• To be done:
Everything in the listing should be restated word for word.

--- --- ---

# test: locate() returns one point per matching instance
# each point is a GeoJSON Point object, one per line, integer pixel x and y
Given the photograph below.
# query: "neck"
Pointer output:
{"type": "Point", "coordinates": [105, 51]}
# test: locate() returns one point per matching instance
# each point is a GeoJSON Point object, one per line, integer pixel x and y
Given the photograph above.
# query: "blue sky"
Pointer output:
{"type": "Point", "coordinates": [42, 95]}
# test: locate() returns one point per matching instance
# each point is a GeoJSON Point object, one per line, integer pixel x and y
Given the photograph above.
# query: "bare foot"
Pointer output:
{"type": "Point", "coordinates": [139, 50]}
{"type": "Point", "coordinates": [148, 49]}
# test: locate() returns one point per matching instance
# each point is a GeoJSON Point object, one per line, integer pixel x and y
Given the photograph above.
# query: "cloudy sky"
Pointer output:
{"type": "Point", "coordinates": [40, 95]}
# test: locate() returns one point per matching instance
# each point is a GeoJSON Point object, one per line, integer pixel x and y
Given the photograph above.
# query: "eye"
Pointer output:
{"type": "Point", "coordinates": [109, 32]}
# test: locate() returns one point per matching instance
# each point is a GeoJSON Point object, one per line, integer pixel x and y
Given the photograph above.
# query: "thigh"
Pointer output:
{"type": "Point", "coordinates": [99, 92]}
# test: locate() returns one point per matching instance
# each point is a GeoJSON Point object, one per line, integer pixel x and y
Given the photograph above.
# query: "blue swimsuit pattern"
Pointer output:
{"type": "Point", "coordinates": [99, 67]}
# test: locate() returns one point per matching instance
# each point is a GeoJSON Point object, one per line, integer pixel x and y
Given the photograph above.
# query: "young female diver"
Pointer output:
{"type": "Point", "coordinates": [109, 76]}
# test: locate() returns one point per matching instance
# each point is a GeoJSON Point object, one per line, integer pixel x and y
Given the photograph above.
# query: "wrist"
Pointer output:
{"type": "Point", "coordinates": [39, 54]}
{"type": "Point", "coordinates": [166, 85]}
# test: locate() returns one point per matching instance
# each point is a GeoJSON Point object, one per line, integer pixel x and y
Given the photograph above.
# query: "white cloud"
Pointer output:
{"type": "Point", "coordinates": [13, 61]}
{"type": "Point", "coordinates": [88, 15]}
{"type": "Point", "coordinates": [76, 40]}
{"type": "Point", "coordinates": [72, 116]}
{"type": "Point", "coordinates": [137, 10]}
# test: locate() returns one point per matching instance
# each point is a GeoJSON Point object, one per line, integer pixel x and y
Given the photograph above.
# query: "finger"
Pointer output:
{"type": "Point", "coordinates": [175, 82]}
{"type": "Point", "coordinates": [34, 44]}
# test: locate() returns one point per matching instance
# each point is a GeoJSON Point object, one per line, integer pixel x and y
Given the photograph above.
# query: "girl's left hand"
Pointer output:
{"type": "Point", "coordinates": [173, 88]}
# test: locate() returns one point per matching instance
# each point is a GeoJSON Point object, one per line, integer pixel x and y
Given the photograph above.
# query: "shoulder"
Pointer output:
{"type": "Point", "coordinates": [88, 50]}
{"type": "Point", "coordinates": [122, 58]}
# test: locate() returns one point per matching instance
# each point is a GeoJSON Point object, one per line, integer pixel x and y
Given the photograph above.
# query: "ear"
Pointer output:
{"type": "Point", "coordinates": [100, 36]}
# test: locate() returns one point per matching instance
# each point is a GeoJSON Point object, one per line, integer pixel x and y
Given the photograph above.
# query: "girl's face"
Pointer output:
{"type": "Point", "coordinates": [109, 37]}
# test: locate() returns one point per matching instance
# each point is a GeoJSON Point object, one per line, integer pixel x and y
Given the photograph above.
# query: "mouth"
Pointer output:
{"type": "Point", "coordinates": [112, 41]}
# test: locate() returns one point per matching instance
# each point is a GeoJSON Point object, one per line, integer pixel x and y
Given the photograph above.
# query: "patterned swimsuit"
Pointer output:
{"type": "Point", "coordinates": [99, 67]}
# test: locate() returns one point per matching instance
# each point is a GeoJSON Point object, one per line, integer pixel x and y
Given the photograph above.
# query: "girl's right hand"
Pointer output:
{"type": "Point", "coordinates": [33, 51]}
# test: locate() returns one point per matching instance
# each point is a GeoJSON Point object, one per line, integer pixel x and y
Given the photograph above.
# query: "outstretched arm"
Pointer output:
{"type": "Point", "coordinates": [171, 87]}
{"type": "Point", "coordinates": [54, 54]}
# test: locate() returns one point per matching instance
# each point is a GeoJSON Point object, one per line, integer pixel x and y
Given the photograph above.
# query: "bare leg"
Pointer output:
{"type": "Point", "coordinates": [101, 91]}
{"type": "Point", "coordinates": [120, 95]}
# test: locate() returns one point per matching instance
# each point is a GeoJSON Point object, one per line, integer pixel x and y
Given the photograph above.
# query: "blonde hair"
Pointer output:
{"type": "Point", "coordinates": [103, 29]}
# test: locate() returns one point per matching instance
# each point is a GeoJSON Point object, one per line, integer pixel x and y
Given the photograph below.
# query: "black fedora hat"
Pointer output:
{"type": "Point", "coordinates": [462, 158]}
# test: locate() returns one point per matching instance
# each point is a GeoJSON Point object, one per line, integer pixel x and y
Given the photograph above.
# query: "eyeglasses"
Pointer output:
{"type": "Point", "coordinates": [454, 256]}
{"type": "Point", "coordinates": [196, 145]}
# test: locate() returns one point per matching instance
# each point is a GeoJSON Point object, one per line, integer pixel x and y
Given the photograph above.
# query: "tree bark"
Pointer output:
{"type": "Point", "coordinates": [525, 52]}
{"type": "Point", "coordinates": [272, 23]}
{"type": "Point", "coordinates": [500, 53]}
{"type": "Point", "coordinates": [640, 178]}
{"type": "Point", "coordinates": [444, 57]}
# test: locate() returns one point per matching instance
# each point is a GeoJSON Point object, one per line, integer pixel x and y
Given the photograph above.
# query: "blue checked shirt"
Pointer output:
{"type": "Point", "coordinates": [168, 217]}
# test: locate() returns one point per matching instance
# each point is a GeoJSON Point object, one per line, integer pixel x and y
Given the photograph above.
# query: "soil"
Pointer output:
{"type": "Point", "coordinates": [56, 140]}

--- --- ---

• Written solution:
# test: locate() returns one point per matching instance
# each point is a GeoJSON Point object, one per line, integer pixel x and y
Given the photograph below.
# query: "neck"
Pointer output:
{"type": "Point", "coordinates": [105, 51]}
# test: locate() returns one point per matching instance
# each point is a GeoJSON Point object, one per line, integer pixel x and y
Given the photograph above.
# query: "blue sky"
Pointer output:
{"type": "Point", "coordinates": [42, 95]}
# test: locate() returns one point per matching instance
# each point is a GeoJSON Point object, one per line, integer pixel x and y
Given the photograph above.
# query: "bare foot"
Pointer output:
{"type": "Point", "coordinates": [139, 50]}
{"type": "Point", "coordinates": [148, 49]}
# test: locate() returns one point per matching instance
# each point is a GeoJSON Point object, one per line, integer pixel x and y
Given the photograph above.
# query: "cloudy sky"
Pointer output:
{"type": "Point", "coordinates": [40, 95]}
# test: locate() returns one point per matching instance
# each point is a GeoJSON Point object, one per line, integer pixel x and y
Given the photograph above.
# query: "eye"
Pointer output:
{"type": "Point", "coordinates": [109, 32]}
# test: locate() returns one point per matching instance
# each point is a GeoJSON Point object, one per line, integer pixel x and y
Given the photograph above.
# query: "thigh"
Pointer output:
{"type": "Point", "coordinates": [99, 92]}
# test: locate() returns one point per matching instance
# each point is a GeoJSON Point object, one per line, integer pixel x and y
Given the photograph above.
# query: "blue swimsuit pattern"
Pointer output:
{"type": "Point", "coordinates": [99, 67]}
# test: locate() returns one point per matching instance
# each point is a GeoJSON Point object, one per line, integer pixel x and y
Given the photograph above.
# query: "young female diver"
Pointer output:
{"type": "Point", "coordinates": [109, 76]}
# test: locate() returns one point per matching instance
# each point is a GeoJSON Point object, one per line, integer pixel x and y
Given the photograph above.
# query: "wrist"
Pointer output:
{"type": "Point", "coordinates": [39, 54]}
{"type": "Point", "coordinates": [166, 85]}
# test: locate() returns one point per matching instance
# each point is a GeoJSON Point object, one per line, integer pixel x and y
Given the photograph above.
# query: "white cloud"
Pointer output:
{"type": "Point", "coordinates": [13, 61]}
{"type": "Point", "coordinates": [88, 15]}
{"type": "Point", "coordinates": [76, 40]}
{"type": "Point", "coordinates": [72, 116]}
{"type": "Point", "coordinates": [137, 10]}
# test: locate() returns one point per matching instance
# each point is a GeoJSON Point object, one per line, integer pixel x and y
Given the photograph above.
# query: "finger"
Pointer output:
{"type": "Point", "coordinates": [175, 82]}
{"type": "Point", "coordinates": [34, 44]}
# test: locate() returns one point per matching instance
# each point is a GeoJSON Point object, one per line, integer pixel x and y
Given the photograph above.
# query: "girl's left hand"
Pointer output:
{"type": "Point", "coordinates": [173, 88]}
# test: locate() returns one point per matching instance
# each point is a GeoJSON Point object, one per line, integer pixel x and y
Given the photograph above.
# query: "shoulder"
Pointer output:
{"type": "Point", "coordinates": [88, 50]}
{"type": "Point", "coordinates": [122, 58]}
# test: locate() returns one point per matching instance
# each point is a GeoJSON Point object, one per line, integer pixel x and y
Given the photograph above.
# query: "ear"
Pointer output:
{"type": "Point", "coordinates": [100, 36]}
# test: locate() returns one point per matching instance
# each point is a GeoJSON Point object, one per line, integer pixel x and y
Given the photograph above.
# query: "girl's face"
Pointer output:
{"type": "Point", "coordinates": [109, 37]}
# test: locate() returns one point per matching instance
# each point is a GeoJSON Point object, one per line, integer pixel x and y
Given the photograph above.
# query: "mouth"
Pointer output:
{"type": "Point", "coordinates": [112, 41]}
# test: locate() returns one point per matching instance
# each point is a GeoJSON Point object, one per line, integer pixel x and y
Given the photograph above.
# query: "patterned swimsuit"
Pointer output:
{"type": "Point", "coordinates": [99, 67]}
# test: locate() returns one point per matching instance
# each point is a GeoJSON Point object, one per line, integer pixel x and y
Given the photograph above.
# query: "girl's right hand"
Pointer output:
{"type": "Point", "coordinates": [33, 51]}
# test: locate() returns one point per matching instance
# each point is a GeoJSON Point object, one per line, integer pixel x and y
Given the photograph above.
# query: "outstretched arm"
Pointer output:
{"type": "Point", "coordinates": [171, 87]}
{"type": "Point", "coordinates": [54, 54]}
# test: locate() returns one point per matching instance
# each point is a GeoJSON Point object, one per line, integer pixel x and y
Given the photograph above.
# query: "bare leg"
Pointer output:
{"type": "Point", "coordinates": [101, 91]}
{"type": "Point", "coordinates": [120, 95]}
# test: locate() returns one point per matching instance
# each point is a GeoJSON Point object, one per line, integer pixel x and y
Given the photograph above.
# query: "blonde hair"
Pointer output:
{"type": "Point", "coordinates": [103, 29]}
# test: locate() returns one point per matching instance
# each point is a GeoJSON Point object, one per line, integer pixel x and y
Given the photograph below.
# query: "black fedora hat"
Pointer output:
{"type": "Point", "coordinates": [462, 158]}
# test: locate() returns one point per matching instance
# each point is a GeoJSON Point object, one per line, integer pixel x and y
Given the photograph above.
# query: "eyeglasses"
Pointer output:
{"type": "Point", "coordinates": [454, 256]}
{"type": "Point", "coordinates": [196, 145]}
# test: locate() returns one point per matching instance
# each point is a GeoJSON Point object, one per line, integer pixel x and y
Given the photograph above.
# query: "tree bark"
Pointer output:
{"type": "Point", "coordinates": [525, 52]}
{"type": "Point", "coordinates": [272, 23]}
{"type": "Point", "coordinates": [500, 53]}
{"type": "Point", "coordinates": [640, 178]}
{"type": "Point", "coordinates": [444, 57]}
# test: locate() returns one point per matching instance
# each point is a GeoJSON Point object, one per line, integer pixel x and y
Given the photograph above.
# query: "blue checked shirt"
Pointer output:
{"type": "Point", "coordinates": [168, 217]}
# test: locate() returns one point per matching instance
# each point is a GeoJSON Point object, one per line, integer pixel x and y
Given the photograph above.
# query: "soil"
Pointer output:
{"type": "Point", "coordinates": [56, 140]}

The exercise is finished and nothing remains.